+++ SOURCE MATERIAL

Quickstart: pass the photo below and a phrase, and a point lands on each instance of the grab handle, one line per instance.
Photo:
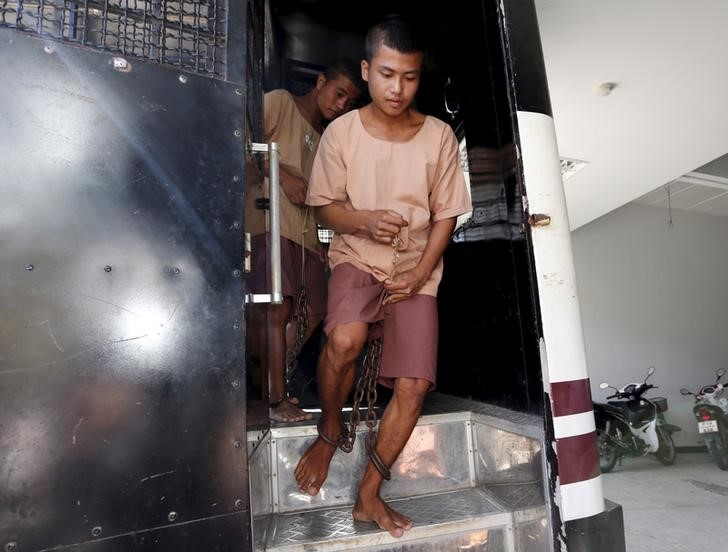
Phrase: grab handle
(276, 294)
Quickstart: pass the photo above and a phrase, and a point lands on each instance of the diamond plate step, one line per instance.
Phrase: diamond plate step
(469, 515)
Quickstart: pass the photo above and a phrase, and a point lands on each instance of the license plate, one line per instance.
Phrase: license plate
(711, 426)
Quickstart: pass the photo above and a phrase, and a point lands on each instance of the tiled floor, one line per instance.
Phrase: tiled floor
(679, 508)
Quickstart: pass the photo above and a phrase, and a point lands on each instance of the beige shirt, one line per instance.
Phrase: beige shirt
(297, 141)
(420, 179)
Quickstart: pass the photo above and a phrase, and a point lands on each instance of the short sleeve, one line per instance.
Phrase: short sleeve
(328, 175)
(449, 195)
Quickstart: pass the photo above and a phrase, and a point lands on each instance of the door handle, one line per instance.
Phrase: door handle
(276, 294)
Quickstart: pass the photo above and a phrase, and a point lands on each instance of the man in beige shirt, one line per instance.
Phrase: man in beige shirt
(296, 124)
(387, 180)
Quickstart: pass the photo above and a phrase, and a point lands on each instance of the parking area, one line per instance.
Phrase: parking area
(683, 507)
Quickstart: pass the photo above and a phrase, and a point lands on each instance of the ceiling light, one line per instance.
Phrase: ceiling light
(605, 88)
(569, 167)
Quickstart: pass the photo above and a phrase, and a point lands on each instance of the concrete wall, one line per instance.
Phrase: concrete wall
(654, 295)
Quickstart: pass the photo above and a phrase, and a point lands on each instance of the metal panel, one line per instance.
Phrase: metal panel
(121, 342)
(503, 457)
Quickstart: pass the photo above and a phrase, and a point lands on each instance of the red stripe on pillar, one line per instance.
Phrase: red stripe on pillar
(571, 397)
(578, 458)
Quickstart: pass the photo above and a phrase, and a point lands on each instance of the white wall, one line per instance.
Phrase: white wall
(652, 295)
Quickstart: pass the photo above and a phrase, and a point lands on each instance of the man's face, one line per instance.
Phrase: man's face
(336, 96)
(393, 79)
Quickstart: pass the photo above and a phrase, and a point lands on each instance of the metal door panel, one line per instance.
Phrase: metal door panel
(122, 339)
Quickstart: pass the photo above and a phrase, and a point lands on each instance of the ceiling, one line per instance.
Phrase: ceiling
(666, 117)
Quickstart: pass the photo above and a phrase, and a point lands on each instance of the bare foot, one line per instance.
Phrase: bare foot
(313, 467)
(376, 510)
(288, 411)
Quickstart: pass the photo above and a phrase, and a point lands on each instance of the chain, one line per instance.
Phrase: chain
(301, 331)
(367, 384)
(301, 308)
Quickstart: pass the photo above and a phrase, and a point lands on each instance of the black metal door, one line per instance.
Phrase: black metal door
(122, 395)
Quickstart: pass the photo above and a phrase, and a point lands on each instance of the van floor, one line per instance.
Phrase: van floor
(678, 508)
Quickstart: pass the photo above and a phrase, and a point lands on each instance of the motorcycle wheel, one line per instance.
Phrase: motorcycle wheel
(719, 451)
(607, 452)
(666, 449)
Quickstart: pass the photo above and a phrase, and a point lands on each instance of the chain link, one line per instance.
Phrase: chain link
(301, 331)
(367, 385)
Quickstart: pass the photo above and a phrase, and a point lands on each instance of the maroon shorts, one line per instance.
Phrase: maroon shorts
(408, 328)
(258, 281)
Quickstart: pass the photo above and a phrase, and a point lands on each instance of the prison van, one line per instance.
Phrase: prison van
(131, 417)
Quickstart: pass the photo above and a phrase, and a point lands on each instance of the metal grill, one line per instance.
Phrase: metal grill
(188, 33)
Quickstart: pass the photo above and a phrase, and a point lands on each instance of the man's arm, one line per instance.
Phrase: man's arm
(380, 225)
(408, 283)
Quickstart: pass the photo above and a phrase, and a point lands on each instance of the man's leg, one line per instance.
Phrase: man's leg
(395, 428)
(285, 410)
(336, 369)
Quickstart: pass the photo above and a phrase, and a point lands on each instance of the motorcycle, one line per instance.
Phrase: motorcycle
(711, 411)
(633, 425)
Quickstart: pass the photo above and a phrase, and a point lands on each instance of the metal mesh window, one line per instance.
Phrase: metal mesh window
(187, 33)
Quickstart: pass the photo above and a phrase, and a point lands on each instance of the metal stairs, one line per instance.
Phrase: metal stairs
(470, 477)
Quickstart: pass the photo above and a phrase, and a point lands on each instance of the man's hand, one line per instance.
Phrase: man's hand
(295, 189)
(383, 225)
(404, 285)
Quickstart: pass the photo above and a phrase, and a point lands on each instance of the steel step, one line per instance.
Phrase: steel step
(471, 477)
(472, 519)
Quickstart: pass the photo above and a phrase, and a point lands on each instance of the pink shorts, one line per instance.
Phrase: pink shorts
(408, 328)
(258, 281)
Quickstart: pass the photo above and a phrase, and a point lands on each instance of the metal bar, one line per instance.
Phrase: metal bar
(275, 227)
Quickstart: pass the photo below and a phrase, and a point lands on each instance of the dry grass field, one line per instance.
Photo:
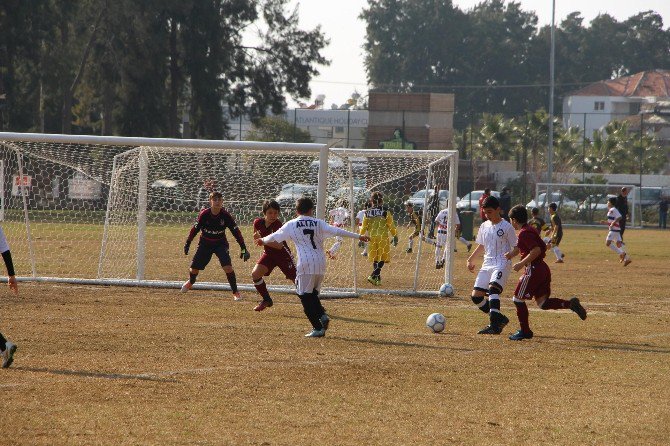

++++++

PROMPT
Where pictures sit among the data above, omit them, and output the rest exactly.

EXERCISE OUTPUT
Quickstart: pass the photo below and a phrase, and a point lands on each instance of the grab handle, one line per instance.
Photo:
Phrase: grab handle
(276, 294)
Quickstart: pass the photo above and a phrase, and a point lands on each instance of the diamond plate step, one line per instance.
Phrase: diamond plate step
(469, 515)
Quickstart: pass the photo above and a phrase, and a point lands on each instance of the license plate, one line per instance.
Phrase: license plate
(711, 426)
Quickstart: pass the photo above and a phrase, and a point lands on each instance of the tiled floor, one line per instance.
Phrase: tiled floor
(679, 508)
Quickstart: pass the photo above and a phrase, and a point lands on each instance of the beige shirt, one line per instance.
Phrase: beige shirt
(297, 141)
(420, 179)
Quickstart: pass the photo above and a phrase, and a point lands on each instance of the short sleeve, one line per instance.
Phrase: short sleeve
(328, 175)
(449, 195)
Quickstart: pass the photo above and a phrase, and a point lands on each instance of the door handle, one line per instance.
Phrase: door handle
(276, 294)
Quickstart: pass the photo above and a phrase, and a point lands on each instance of the man in beige shirt, one line per instance.
Phrase: man in beige shirt
(296, 124)
(387, 180)
Quickstart: pass the photo above and a phrase, and a point lands on each instance of the parking area, one line per instance.
Phrase: parking area
(683, 507)
Quickstart: pass the photo above and a phrase, and a point lands on each instance of the ceiling light, one line per instance.
Phrase: ceiling light
(605, 88)
(569, 167)
Quickstart: pass the photo above and a phrase, and a point lands on each instance of the concrete wall, one line per instance.
Phrase: concrete wall
(654, 295)
Quickstart: pass the photo above and a phrase, and a point lands on each instance of the metal panel, one line per instance.
Phrase: metal panel
(121, 342)
(503, 457)
Quickstart: pass the photo above and a phrase, and a point lands on each instance of the red stripe on pillar, one line per instance.
Phrase: red stripe on pillar
(571, 397)
(578, 458)
Quickstart: pass the photo above and a phrase, and a point lands on each instance of the white wall, one line per instance.
Phrase: white wall
(652, 295)
Quickstart: pass the photo above and a phrase, and a point lands on each instance of the man's face, one line per instance.
Phrase: man's face
(336, 96)
(393, 79)
Quickstart: pass the photo above and a phrase, and a point lands on each instance of the metal door panel, one line per instance.
Phrase: metal door panel
(122, 339)
Quickstart: pass the photo above and a phrase, and a point lands on each instance of the ceiling, one line per instance.
Phrase: ceiling
(666, 117)
Quickstart: pass the photo above and a phrase, and a point lands on each instance of the bare foot, one line per instance.
Phrase: bare foot
(313, 467)
(376, 510)
(288, 411)
Quickstart: pass the photo above and a phrase, and a point lands on each instance of the chain, one line per instance.
Phrase: chain
(301, 331)
(367, 384)
(301, 308)
Quickstart: pass the photo above and a phrase, and a point lands on each instance of the black metal door, one line per instance.
Phrase: black metal door
(122, 395)
Quickstart: pass the photo above and a phrase, and a point lands on each instance of the van floor, one line per instance.
Phrase: van floor
(678, 508)
Quickstart: pass the photo above and a phrase, and a point lands on each instance of the motorcycle wheel, one line per instance.
Phrase: motorcycle wheel
(719, 451)
(607, 452)
(666, 449)
Quickstart: pass the photo above and a phrase, and a point lands on each instance of the chain link, one line per instance.
Phrase: chain link
(301, 331)
(367, 385)
Quickstart: pass the photo above and a phrase, and a point lands on each instance of the maroon shorts, one line per instance.
Phrase: maroon shorts
(408, 328)
(258, 281)
Quickstart: pass the photo above and a phrase, and a point lands on each instance of the prison van, one line per instance.
Phrase: prison van
(131, 417)
Quickstart: pass the photo above and a phrase, and a point lands on each instance of the metal grill, one line per instance.
Phrase: metal grill
(188, 33)
Quickstart: pass the photo above and a phrase, and a point lands on each instance of the man's arm, one line per instance.
Phrase: man's arm
(380, 225)
(408, 283)
Quickstart: pass the photo above and a phrase, and a point lands on each instance of the man's leg, one line per instance.
Phrase: man's leg
(395, 428)
(285, 410)
(336, 369)
Quickstart: pass the photo above and a phrase, and a point lands on each instance of the motorcycle, one line per instance.
Phrase: motorcycle
(711, 411)
(633, 425)
Quickstart: pass the photo above and a phrase, and a point lands on each instance of the metal mesh window, one line per instance.
Phrase: metal mesh window
(187, 33)
Quickstart: pass the photo above and a phrase, and a point lands on each instance of the metal stairs, one line per instance.
Phrase: metal stairs
(470, 477)
Quickstart: pass the photo above and a phrase, and a point lands on each instance of the man's hand, one line per instance.
Phrase: man's hand
(295, 189)
(383, 225)
(404, 285)
Quickstart: pass the photo above and a phrase, and a point lands on each instance of the steel step, one line per instance.
Phrase: steel step
(471, 477)
(472, 519)
Quickstart: pass the photo above and a phrase, and a point lands on each instance of the pink shorts, one line per instance.
Phrase: pink shorts
(408, 328)
(258, 281)
Quickstart: pass the photo above and a phrase, and a point lands on each instance of the metal bar, one line per instance.
Phrase: metal bar
(275, 227)
Quickstart: pass the photo below and a phrase, and a point lands on each instance of the dry grass field, one line per instance.
Photo:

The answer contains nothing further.